▸ **Tasks**:
(1) In the text on getting into Harvard Business School, what average GPA does the 2025 Class Profile report?
(2) Count the lines of the records that contain the word "entrance". Give only the number.

▸ **Text shown**:
• • • • • • •

How to Get Into Harvard Business School

A Flight Plan for the HBS Application:

The MBA gold standard since its founding in 1908, Harvard Business School graduated the first-ever MBA class in 1908. That initial cohort of 80 has grown to a class size of 900+ students each year over the past century, with 90,000+ grads across 173 different countries. HBS routinely receives 9,000+ applications each year — nearly 20% more than any other business school, and this fact alone demonstrates its brand strength and desirability even as its formal ranking has shifted throughout the top five to 10 b-schools in recent years. Stats from the 2025 Class Profile like the Harvard Business School acceptance rate (14%), average HBS GMAT score (740), and average HBS GPA (3.73) illustrate that it is one of the most competitive applicant journeys for any graduate program in the world. The HBS application requirements reward those who can clearly articulate the unique gifts and contributions they will bring to the incoming class and include a new triad of essay prompts that require applicants to get tactical and specific given tight word counts.

Don’t worry, however, if you are only just beginning your MBA application journey and aren’t yet deeply familiar with Harvard Business School. Below we have assembled the key insights you need to move from a 30,000-foot cruising altitude view of the school to an on-the-ground insider’s perspective.

The insights shared in this article demonstrate only a taste of the expertise, care, and attention Fortuna brings to each current and prospective client we meet. Don’t hesitate to schedule a free brainstorming session with us if HBS truly is your dream school. Even if you’ve done some preliminary research, you likely haven’t had a one-on-one conversation yet with a coach who will keenly listen to your story, hear your fears about potential flags in your profile, and above all else evaluate your why for Harvard Business School. Our award-winning coaches look forward to serving as co-pilots on your HBS journey.

What Is HBS Really Looking For?

Behind-the-Scenes Secrets:

Our aim here is not to spend time rehashing HBS common knowledge like The Case Method. Instead, we’ve assembled a literal think tank of admissions strategies from our 10+ years working with clients. Everything shared below aims to comprehensively answer the question, “How do I actually get into Harvard Business School?”

• • • • • • •

▸ **Source data**:
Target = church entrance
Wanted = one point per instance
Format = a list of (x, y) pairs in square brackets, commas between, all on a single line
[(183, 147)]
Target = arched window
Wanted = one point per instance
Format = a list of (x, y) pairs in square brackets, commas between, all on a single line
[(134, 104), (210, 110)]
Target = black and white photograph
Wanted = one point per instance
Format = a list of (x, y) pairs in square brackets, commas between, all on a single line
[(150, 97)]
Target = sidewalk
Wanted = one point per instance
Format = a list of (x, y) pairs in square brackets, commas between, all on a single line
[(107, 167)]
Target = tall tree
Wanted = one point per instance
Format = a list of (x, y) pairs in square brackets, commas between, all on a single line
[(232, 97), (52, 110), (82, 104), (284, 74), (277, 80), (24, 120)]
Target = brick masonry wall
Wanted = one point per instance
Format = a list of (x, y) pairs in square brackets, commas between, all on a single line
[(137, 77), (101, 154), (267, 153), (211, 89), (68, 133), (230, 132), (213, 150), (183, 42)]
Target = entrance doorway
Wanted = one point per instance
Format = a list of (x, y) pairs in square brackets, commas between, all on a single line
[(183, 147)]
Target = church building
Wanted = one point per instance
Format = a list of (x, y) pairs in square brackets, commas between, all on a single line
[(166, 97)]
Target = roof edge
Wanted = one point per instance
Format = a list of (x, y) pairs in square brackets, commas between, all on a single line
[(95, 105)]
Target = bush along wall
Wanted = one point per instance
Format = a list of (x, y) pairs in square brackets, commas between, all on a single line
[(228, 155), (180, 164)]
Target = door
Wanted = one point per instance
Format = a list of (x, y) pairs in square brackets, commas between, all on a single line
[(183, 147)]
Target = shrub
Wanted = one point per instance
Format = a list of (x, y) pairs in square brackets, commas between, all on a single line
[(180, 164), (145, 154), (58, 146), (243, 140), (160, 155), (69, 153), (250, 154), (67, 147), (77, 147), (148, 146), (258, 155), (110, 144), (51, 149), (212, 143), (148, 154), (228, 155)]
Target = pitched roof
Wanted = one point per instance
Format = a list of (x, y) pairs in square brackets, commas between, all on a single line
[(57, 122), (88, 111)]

• • • • • • •

▸ **Solutions per task**:
(1) 3.73

(2) 2